EXERCISE DESCRIPTION: Reproduce the listing below without changes, starting at the line that contains "Please mark the traffic" and continuing through the end of the listing. Leave out the pictures.

DATA FOR PROCESSING:
■ ■ ■ ■ ■

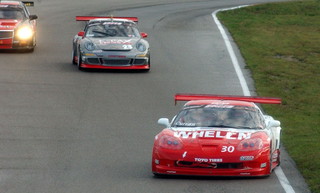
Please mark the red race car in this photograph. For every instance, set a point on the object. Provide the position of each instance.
(218, 136)
(17, 26)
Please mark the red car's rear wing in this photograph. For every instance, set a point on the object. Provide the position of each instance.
(255, 99)
(88, 18)
(28, 3)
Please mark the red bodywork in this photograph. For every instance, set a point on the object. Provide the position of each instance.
(214, 151)
(8, 27)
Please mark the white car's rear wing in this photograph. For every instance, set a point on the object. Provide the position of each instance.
(88, 18)
(255, 99)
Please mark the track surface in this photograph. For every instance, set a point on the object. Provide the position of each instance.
(67, 131)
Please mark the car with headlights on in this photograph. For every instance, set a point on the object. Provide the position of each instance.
(218, 135)
(17, 26)
(111, 43)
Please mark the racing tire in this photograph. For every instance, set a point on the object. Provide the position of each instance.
(79, 61)
(147, 70)
(74, 62)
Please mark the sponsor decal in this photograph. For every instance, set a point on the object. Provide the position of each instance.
(208, 160)
(213, 134)
(123, 42)
(246, 158)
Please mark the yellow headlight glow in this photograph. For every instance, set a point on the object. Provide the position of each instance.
(24, 33)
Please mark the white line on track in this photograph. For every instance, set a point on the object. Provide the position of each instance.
(278, 171)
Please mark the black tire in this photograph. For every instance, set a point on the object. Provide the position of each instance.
(73, 57)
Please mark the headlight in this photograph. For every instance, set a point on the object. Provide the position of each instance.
(141, 47)
(24, 33)
(90, 46)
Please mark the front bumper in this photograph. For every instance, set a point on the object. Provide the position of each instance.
(169, 162)
(170, 167)
(10, 44)
(115, 62)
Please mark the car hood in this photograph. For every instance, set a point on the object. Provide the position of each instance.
(9, 24)
(115, 44)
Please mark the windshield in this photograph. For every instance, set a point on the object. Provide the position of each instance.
(9, 13)
(208, 116)
(112, 29)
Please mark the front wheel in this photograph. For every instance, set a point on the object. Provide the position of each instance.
(79, 61)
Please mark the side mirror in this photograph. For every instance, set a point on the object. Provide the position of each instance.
(81, 33)
(33, 17)
(164, 121)
(143, 34)
(274, 123)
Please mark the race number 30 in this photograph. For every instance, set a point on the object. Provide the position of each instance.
(228, 149)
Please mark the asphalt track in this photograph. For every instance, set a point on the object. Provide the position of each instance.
(67, 131)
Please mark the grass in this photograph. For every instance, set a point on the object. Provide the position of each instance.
(280, 43)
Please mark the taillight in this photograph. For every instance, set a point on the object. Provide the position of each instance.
(170, 142)
(250, 144)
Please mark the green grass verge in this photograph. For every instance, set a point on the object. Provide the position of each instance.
(280, 43)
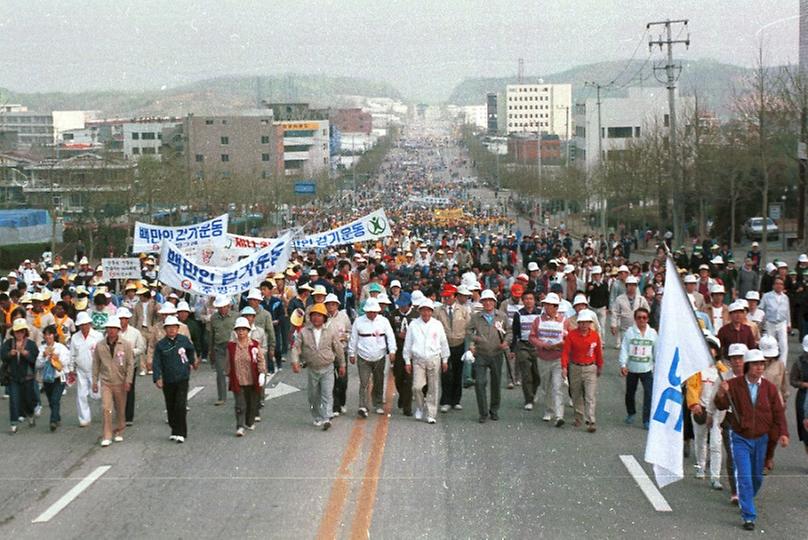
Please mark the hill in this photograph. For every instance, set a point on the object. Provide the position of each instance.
(715, 82)
(219, 95)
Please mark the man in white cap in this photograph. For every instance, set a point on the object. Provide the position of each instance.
(219, 331)
(623, 310)
(135, 339)
(372, 340)
(82, 346)
(490, 336)
(113, 369)
(426, 348)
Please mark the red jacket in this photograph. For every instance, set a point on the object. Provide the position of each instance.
(582, 349)
(254, 350)
(751, 422)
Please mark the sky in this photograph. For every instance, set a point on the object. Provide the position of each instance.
(423, 48)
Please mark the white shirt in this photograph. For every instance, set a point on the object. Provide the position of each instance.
(425, 340)
(372, 340)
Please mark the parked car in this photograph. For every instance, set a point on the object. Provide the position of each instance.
(753, 229)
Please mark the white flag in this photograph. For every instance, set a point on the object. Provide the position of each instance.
(681, 351)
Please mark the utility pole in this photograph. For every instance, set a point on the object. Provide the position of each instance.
(677, 209)
(603, 201)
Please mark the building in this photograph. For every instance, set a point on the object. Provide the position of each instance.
(353, 120)
(32, 128)
(533, 108)
(622, 120)
(231, 146)
(144, 137)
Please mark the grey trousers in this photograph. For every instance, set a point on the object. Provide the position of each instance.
(321, 393)
(371, 371)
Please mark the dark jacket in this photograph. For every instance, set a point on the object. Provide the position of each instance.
(168, 364)
(751, 422)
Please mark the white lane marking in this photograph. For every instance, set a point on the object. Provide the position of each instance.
(68, 497)
(280, 389)
(648, 488)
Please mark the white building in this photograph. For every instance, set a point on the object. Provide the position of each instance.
(623, 119)
(545, 108)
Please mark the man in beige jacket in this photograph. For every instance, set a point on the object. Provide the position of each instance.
(113, 367)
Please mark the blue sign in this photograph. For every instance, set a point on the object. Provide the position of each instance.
(305, 188)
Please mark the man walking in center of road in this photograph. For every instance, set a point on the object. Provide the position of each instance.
(490, 336)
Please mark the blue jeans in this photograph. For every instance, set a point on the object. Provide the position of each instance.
(748, 456)
(20, 400)
(54, 392)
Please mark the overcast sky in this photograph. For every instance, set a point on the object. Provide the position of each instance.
(423, 47)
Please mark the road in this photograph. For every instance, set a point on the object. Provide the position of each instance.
(384, 477)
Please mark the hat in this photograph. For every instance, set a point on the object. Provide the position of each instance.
(113, 322)
(221, 301)
(428, 303)
(586, 315)
(488, 294)
(372, 306)
(19, 324)
(753, 355)
(768, 346)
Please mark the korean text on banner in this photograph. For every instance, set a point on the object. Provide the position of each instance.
(182, 272)
(188, 238)
(681, 351)
(121, 268)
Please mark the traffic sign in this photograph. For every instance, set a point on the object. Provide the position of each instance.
(305, 188)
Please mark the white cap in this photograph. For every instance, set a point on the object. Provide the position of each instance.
(221, 301)
(717, 289)
(372, 305)
(113, 322)
(768, 346)
(753, 355)
(586, 315)
(737, 349)
(488, 294)
(242, 322)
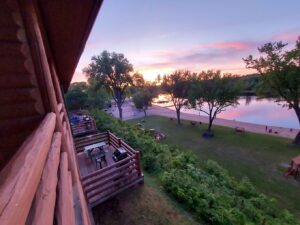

■ ■ ■ ■ ■

ANSWER TO THIS PROBLEM:
Please mark the traffic sign in this photograph. For every instance, set a point on the object. Provide the position of each instance.
(305, 188)
Please mark the white cap in this photograph. For every instance, set a point on the object. Provide the position of each instance.
(221, 301)
(717, 289)
(372, 305)
(113, 322)
(768, 346)
(753, 355)
(586, 315)
(737, 349)
(488, 294)
(242, 322)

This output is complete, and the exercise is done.